За домом стоит вагон, обитый померкшим от времени железом. В нем находился командный пункт Ицхака Саде. Вагон, приваренный к джипу, долго помнили бойцы, сражавшиеся на Южном фронте. Потом музейный этот экспонат много лет служил складом Йораму, сыну Ицхака Саде.
Йорам и его жена Зива сохранили в неприкосновенности кабинет Старика. Это своего рода маленький музей. В кабинете большой, грубо сколоченный стол, покрытый толстым стеклом с эмблемой Пальмаха. Два массивных кресла с плюшевой обивкой. Скамейка. Здесь Ицхак Саде любил беседовать с друзьями. На стол ставилась бутылка, и велись бесконечные разговоры о философии, войне и политике. И о женщинах, конечно. Он их любил, первый командующий, как любят произведения искусства. На стене кабинета — неплохие репродукции картин Эль-Греко и Рембрандта. Рядом с ними фотографии военных лет и коллекция оружия. Вдоль стены — низкие, пузатые, застекленные шкафы с книгами. Библиотека свидетельствует, что ее хозяин увлекался военным делом, поэзией, историей и живописью. Сегодня немногие приходят сюда, но все же приходят. Есть еще люди, которых интересует этот человек.
* * *
Ицхак Ландоберг (Саде) родился 19 августа 1890 года в польском городе Люблине. Детство его было омрачено бесконечными сварами между отцом и матерью. Когда Ицхаку было пять лет, родители развелись, и мать забрала сына в русский город Ярославль, где почти не было евреев. Попав в эту цитадель православия, мальчик быстро ассимилировался. Не по годам рослый, он отличался храбростью и вспыльчивостью. После нескольких драк сверстники постарались забыть о его еврейском происхождении.
В 17 лет Ицхак считал себя социалистом и верил, что еврейский вопрос найдет свое разрешение в очистительной буре надвигающейся революции.
С началом Первой мировой войны Ицхака мобилизовали в армию. Он был ранен, участвовал в Брусиловском прорыве. Грудь его украсил Георгиевский крест. Его произвели в сержанты и хотели направить в офицерскую школу, но помешала революция.

### КОРОТКОЕ ЗАДАНИЕ
Какой наградой был отмечен Ицхак Саде в Первую мировую войну, согласно тексту о нем?

Записи набора данных с точечной разметкой
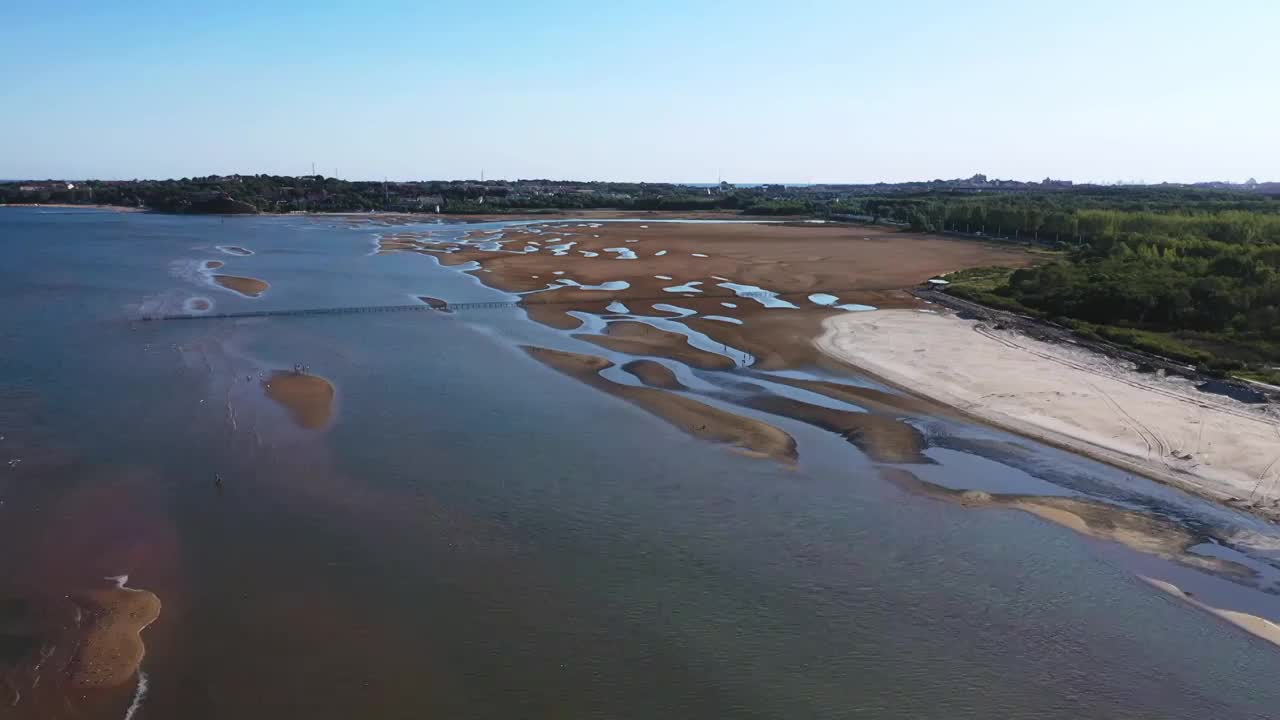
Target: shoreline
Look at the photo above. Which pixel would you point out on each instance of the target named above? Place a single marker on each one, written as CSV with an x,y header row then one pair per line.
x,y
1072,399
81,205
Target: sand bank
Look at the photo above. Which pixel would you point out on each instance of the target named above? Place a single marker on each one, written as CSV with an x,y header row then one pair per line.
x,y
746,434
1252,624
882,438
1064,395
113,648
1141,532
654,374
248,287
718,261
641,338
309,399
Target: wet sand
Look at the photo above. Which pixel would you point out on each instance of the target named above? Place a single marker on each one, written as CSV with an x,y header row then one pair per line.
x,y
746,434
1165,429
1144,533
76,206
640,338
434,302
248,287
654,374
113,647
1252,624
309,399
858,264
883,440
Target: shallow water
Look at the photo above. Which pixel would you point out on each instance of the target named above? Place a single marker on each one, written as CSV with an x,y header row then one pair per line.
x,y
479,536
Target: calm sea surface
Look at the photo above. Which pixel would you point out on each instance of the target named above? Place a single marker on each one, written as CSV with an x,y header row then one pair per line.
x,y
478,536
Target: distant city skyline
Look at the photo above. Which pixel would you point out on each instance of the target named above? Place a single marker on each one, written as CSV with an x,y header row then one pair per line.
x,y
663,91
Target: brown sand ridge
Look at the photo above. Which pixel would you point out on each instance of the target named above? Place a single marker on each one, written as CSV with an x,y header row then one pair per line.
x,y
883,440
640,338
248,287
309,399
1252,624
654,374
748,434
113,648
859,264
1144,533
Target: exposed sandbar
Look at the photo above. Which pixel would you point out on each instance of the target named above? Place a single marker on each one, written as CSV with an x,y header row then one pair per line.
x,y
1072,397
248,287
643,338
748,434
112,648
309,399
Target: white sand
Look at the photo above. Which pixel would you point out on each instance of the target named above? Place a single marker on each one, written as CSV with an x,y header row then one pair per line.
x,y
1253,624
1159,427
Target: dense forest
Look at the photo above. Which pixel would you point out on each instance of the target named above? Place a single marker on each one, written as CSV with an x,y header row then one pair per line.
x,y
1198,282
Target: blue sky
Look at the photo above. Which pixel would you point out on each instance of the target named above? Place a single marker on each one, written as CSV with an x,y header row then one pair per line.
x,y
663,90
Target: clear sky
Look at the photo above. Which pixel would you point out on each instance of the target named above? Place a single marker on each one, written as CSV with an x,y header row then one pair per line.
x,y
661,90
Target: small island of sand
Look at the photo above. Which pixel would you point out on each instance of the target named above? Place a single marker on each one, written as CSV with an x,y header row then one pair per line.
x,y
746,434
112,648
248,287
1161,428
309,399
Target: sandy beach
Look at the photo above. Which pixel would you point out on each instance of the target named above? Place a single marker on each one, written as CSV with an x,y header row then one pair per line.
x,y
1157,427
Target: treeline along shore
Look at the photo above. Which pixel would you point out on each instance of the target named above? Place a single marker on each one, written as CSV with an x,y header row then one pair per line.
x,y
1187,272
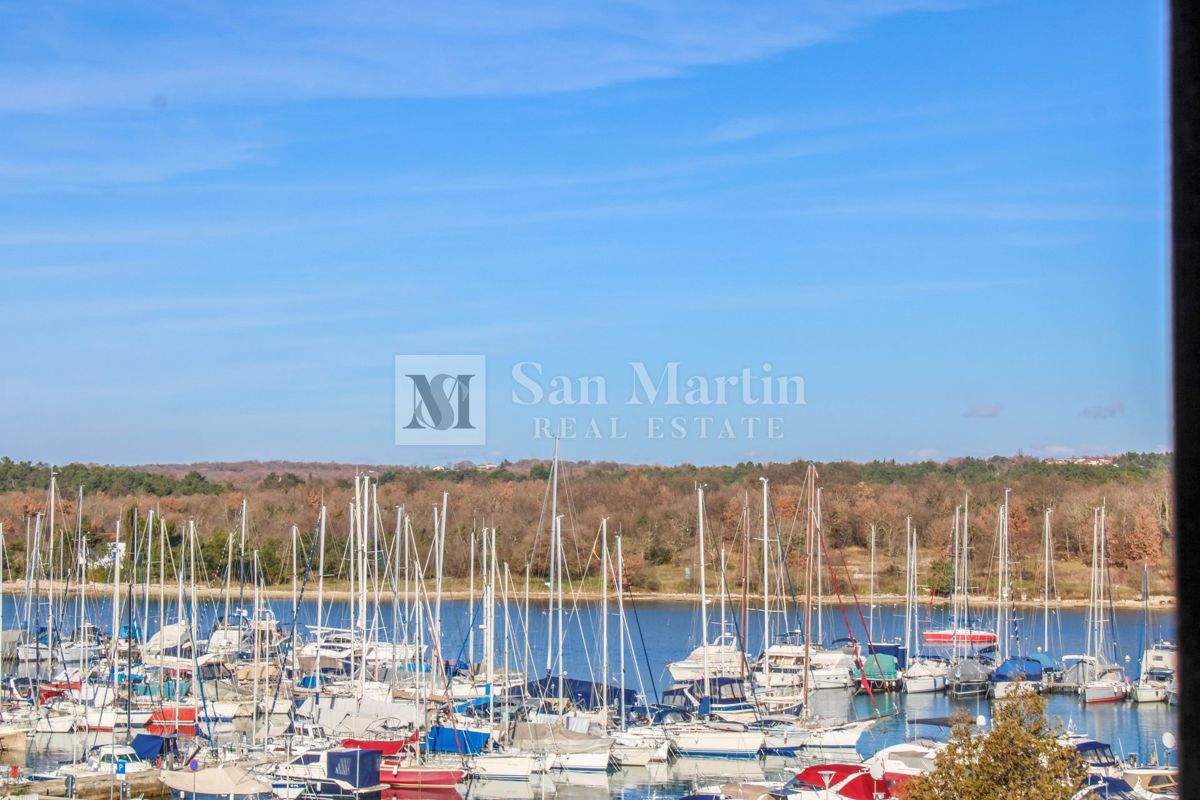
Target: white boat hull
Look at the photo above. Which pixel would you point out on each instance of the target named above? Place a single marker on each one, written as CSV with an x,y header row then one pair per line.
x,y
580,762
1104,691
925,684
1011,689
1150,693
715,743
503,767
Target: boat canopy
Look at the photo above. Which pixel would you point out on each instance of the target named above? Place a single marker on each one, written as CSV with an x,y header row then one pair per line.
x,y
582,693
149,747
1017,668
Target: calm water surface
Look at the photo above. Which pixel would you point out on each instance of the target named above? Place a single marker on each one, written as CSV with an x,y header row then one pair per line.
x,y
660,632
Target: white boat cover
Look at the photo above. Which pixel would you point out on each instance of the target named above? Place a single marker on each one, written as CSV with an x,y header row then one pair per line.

### ОТВЕТ НА ЗАДАНИЕ
Георгиевским крестом.